### DOCUMENT EXTRACT
--- START ---

Claudia Josefina Galli Concha (born 3 August 1978) is a Swedish actress. Claudia was born in Stockholm.

Career
She started her career at age three in the segment "Film-tajm" in the television show Trazan & Banarne. Galli got her breakthrough as an actress in the TV4 soap opera Skilda världar where she played the character "Frida Lindberg.

She also played "Lina Svensson" for two seasons of the SVT comedy series Svensson, Svensson she also has been a panel member of the comedy show Parlamentet. Claudia Galli came in second place during Let's Dance 2010 being one of the celebrity dancers being partnered with Tobias Wallin.

After her dance appearances Galli played "Jonna Wetterström" in the SVT comedy series Starke man. From 2012 and forward Galli appeared in the six episode adaptation of author Camilla Läckberg's "Fjällbackamorden" films.

Personal life
Claudia Galli has been married to director Manuel Concha since 2012. She is also the aunt of actress Josephine Bornebusch.

Filmography
 1995 – Svarta skallar och vita nätter
 1997–2002 – Skilda världar 
 1998 – Sista kontraktet
 2001 – Festival
 2001 – Känd från TV
 2006 – Kärringen därnere 
 2006 – Asterix and the viking (voice of Abba)

--- END ---

### DATASET EXTRACT
--- START ---

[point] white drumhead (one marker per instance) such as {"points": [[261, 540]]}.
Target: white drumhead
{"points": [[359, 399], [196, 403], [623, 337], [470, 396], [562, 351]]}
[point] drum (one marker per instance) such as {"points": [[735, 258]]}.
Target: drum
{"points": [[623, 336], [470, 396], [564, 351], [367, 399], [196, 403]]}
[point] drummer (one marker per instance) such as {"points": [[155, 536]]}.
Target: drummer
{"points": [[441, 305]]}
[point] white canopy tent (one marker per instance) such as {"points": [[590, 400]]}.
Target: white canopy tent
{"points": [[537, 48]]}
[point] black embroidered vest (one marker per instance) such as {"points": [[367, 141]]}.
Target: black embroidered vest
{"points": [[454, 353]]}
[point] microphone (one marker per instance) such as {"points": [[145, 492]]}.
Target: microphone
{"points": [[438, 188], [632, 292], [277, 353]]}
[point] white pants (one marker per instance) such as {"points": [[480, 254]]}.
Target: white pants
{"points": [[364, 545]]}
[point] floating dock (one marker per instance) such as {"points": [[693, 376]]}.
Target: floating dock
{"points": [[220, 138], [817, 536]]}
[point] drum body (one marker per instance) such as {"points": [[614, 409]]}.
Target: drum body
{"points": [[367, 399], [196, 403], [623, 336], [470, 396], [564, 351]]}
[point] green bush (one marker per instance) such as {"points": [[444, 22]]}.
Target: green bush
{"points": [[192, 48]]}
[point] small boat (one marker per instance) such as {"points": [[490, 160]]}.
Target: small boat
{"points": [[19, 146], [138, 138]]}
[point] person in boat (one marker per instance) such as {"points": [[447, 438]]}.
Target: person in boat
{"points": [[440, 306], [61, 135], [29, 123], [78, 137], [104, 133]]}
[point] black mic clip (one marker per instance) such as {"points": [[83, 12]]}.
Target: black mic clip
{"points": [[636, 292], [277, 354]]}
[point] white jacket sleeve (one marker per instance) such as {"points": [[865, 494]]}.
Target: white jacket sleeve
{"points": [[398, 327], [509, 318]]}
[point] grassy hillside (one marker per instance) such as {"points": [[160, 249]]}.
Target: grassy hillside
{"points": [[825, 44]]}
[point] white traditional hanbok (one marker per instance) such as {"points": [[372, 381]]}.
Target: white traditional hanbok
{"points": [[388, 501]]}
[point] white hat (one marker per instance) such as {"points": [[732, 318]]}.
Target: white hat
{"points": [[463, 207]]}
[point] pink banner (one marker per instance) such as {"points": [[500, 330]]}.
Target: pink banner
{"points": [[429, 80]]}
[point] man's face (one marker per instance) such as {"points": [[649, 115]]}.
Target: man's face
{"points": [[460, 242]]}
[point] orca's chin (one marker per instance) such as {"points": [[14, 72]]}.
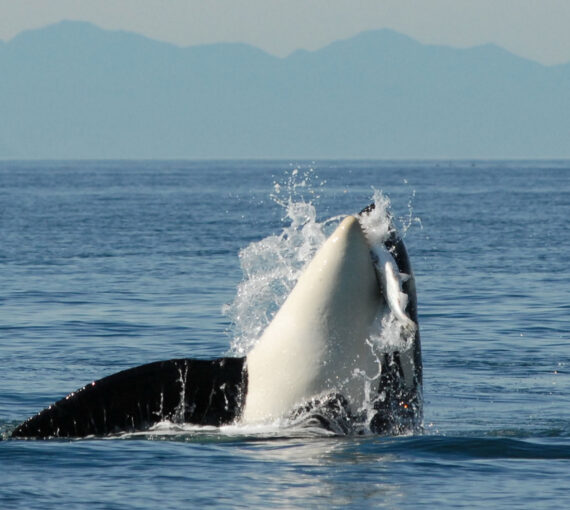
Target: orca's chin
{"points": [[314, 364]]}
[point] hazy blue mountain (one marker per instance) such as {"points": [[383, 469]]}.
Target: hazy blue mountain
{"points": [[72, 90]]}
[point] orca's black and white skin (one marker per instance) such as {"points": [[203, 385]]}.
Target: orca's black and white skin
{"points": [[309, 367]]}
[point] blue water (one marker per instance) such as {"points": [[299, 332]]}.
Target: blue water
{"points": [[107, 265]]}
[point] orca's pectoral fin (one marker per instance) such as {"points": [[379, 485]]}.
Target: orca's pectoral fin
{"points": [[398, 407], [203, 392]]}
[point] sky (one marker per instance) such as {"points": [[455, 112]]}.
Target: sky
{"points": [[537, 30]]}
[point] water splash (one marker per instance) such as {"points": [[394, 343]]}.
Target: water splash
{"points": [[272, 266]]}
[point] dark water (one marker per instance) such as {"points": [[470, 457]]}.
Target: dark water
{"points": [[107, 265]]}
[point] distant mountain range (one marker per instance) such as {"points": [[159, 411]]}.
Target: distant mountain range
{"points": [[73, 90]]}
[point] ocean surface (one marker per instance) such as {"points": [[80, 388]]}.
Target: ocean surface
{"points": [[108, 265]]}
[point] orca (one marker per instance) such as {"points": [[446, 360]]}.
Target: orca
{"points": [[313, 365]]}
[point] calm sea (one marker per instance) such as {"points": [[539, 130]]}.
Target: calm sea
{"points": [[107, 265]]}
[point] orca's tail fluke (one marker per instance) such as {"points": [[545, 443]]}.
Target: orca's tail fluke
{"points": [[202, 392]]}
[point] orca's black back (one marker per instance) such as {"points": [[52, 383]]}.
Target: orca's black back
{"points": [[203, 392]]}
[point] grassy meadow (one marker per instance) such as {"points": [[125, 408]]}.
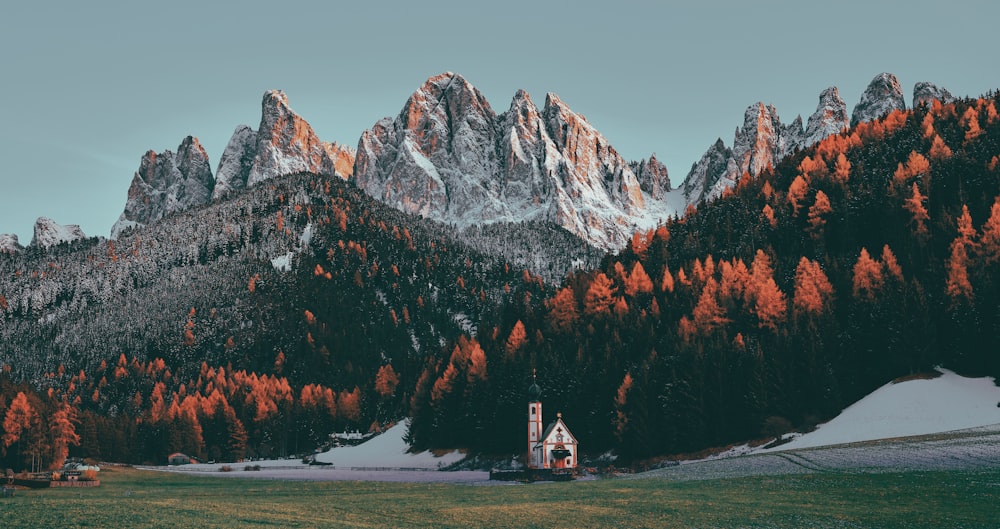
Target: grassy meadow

--- END ---

### WHAT YOU WILL DO
(A) Rewrite everything from "She also played" down to "actress Josephine Bornebusch." in the Claudia Galli article, swapping "comedy series" for "sitcom".
(B) Please extend the Claudia Galli article, picking up right after its last line.
The listing is separate material, unrelated to the Claudia Galli article.

### ANSWERS TO THE EXERCISES
(A)
She also played "Lina Svensson" for two seasons of the SVT sitcom Svensson, Svensson she also has been a panel member of the comedy show Parlamentet. Claudia Galli came in second place during Let's Dance 2010 being one of the celebrity dancers being partnered with Tobias Wallin.

After her dance appearances Galli played "Jonna Wetterström" in the SVT sitcom Starke man. From 2012 and forward Galli appeared in the six episode adaptation of author Camilla Läckberg's "Fjällbackamorden" films.

Personal life
Claudia Galli has been married to director Manuel Concha since 2012. She is also the aunt of actress Josephine Bornebusch.

(B)
 2007 –  Tusenbröder 
 2007 – Playa del Sol
 2007 – Lögnens pris
 2007 – Bee Movie (voice of Vanessa Bloome)
 2007 – Harry Potter Potter (voice of Nymphadora Tonks)
 2007–2008 – Svensson Svensson 
 2008 – Misses lista
 2008 – Oskyldigt dömd 
 2009 – Parlamentet
 2009 – Het Huis Anubis (voice of Patricia)
 2009 – Cirkus Möller
 2009 – Emmas film
 2010 – Starke man
 2011 – Rango (voice)
 2011 – Spy Kids 4D (voice of Marissa Wilson)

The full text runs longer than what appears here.